**Exercise input**:
● ● ● ●
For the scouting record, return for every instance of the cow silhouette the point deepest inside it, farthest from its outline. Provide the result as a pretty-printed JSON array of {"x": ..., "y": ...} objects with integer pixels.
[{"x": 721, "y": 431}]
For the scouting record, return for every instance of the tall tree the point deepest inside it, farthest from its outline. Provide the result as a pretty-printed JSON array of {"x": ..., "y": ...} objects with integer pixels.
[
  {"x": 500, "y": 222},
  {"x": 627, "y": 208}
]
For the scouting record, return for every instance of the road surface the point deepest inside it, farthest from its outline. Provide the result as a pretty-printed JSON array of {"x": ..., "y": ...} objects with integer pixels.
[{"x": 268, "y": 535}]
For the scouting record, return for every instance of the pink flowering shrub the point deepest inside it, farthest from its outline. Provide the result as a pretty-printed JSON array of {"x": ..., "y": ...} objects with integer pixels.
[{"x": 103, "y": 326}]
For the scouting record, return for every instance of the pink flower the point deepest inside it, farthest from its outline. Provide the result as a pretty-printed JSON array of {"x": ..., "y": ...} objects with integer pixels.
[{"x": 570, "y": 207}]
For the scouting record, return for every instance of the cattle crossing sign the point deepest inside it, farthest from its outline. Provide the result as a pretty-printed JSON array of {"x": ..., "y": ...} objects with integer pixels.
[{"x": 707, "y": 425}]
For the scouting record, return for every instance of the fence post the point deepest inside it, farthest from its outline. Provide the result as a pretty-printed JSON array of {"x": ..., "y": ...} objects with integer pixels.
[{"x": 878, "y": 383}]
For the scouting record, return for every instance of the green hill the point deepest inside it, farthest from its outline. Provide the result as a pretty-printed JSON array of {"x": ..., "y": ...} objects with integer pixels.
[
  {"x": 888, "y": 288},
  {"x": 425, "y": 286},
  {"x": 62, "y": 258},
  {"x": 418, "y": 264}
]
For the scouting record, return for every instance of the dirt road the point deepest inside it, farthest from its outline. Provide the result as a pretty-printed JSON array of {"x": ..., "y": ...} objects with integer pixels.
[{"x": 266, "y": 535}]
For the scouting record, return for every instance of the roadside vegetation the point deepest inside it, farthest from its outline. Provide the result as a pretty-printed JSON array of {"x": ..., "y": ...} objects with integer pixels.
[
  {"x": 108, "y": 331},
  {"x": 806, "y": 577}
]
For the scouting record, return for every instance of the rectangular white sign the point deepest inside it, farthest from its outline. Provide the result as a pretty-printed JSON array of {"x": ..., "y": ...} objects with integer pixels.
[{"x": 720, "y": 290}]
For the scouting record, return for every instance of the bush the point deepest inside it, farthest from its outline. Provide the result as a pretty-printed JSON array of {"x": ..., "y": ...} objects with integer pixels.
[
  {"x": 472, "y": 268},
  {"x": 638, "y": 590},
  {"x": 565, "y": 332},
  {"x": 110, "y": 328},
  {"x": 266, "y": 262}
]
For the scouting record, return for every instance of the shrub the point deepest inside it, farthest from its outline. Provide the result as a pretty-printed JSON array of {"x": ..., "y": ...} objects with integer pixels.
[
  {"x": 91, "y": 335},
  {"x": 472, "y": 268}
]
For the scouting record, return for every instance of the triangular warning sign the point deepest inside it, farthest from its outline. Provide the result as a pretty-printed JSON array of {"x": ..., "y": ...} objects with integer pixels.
● ● ● ●
**Direction**: Every entry must be output again, exactly as written above.

**Solution to this exercise**:
For the scouting record, return for every instance of the cow silhouette the point deepest inside it, farthest from its outline. Provide the result as a pretty-printed JSON array of {"x": ..., "y": ...} objects with integer pixels.
[{"x": 721, "y": 431}]
For the scouting record, return for every instance of the tall tree the point deepest inside it, farthest from its outline. Provide the result as a pretty-printed JSON array of {"x": ..., "y": ...} objects with integer pixels.
[
  {"x": 500, "y": 222},
  {"x": 627, "y": 208}
]
For the scouting record, return for every instance of the road surface the point deepest inside it, farthest from its outline. Provide the result as a pretty-printed JSON array of {"x": ..., "y": ...} objects with integer pixels.
[{"x": 268, "y": 535}]
For the scouting record, return for every instance of the pink flowering shrub the point deepest inside it, farthest from its outline. Provide the result as a pretty-printed JSON array of {"x": ..., "y": ...} objects with integer pixels.
[{"x": 103, "y": 326}]
For the scouting record, return for every instance of the pink flower the point deepest inside it, farthest from its outline. Provide the result as a pretty-printed JSON array of {"x": ..., "y": ...} objects with integer pixels.
[{"x": 570, "y": 207}]
For the scouting record, return for every instance of the cattle crossing sign the point deepest inside it, farthest from its outline. Provide the result as a pretty-printed JSON array of {"x": ..., "y": ...} objects with integer pixels.
[{"x": 707, "y": 425}]
For the scouting record, return for every instance of the fence post the point deepest inside it, farthest from its outline. Provide the result as a pretty-printed JSON array of {"x": ..., "y": ...} objects with integer pixels.
[{"x": 878, "y": 383}]
For the scouting record, return for every instance of the green hill the point deepest inside it, farthest from its outline. Provide the result as a pretty-printed JSON array of {"x": ..., "y": ...} objects with integer pixels.
[
  {"x": 888, "y": 288},
  {"x": 425, "y": 286},
  {"x": 62, "y": 258},
  {"x": 418, "y": 264}
]
For the scouting record, return for every instance of the dirt road the point deepest inside it, farthest from its outline. Provide the result as a pretty-printed JSON array of {"x": ..., "y": ...} objects with integer pixels.
[{"x": 266, "y": 535}]
For the scouting record, return for every instance of the roadside vegetation the point deepest inside it, farthest from its outline. Provide the result as a pretty-printed JSON array of {"x": ..., "y": ...} objects with integer pixels.
[
  {"x": 108, "y": 331},
  {"x": 806, "y": 577}
]
For the scouting record, return for every instance of the rectangular white sign the point deepest inside it, farthest from its outline. Provide the result as a pretty-printed JSON array of {"x": ..., "y": ...} objects with integer pixels.
[{"x": 720, "y": 290}]
For the scouting record, return for every instance of the bush the point deepest inside it, farthest from its outline. Provide the result as a pretty-printed JSON array of {"x": ..., "y": ...} objects with integer pixels.
[
  {"x": 472, "y": 268},
  {"x": 638, "y": 590},
  {"x": 565, "y": 332},
  {"x": 110, "y": 328},
  {"x": 266, "y": 262}
]
For the scouting record, return for every instance of the shrub the point deepest inside it, farthest from its outline. Provide the result as a pretty-printed JSON array of {"x": ..., "y": ...} objects with integer pixels.
[
  {"x": 91, "y": 335},
  {"x": 472, "y": 268}
]
For the scouting record, return for every instance of the triangular warning sign the point deepest inside it, farthest from its outline. Provide the result as a pretty-printed JSON array of {"x": ..., "y": ...} objects with integer pixels.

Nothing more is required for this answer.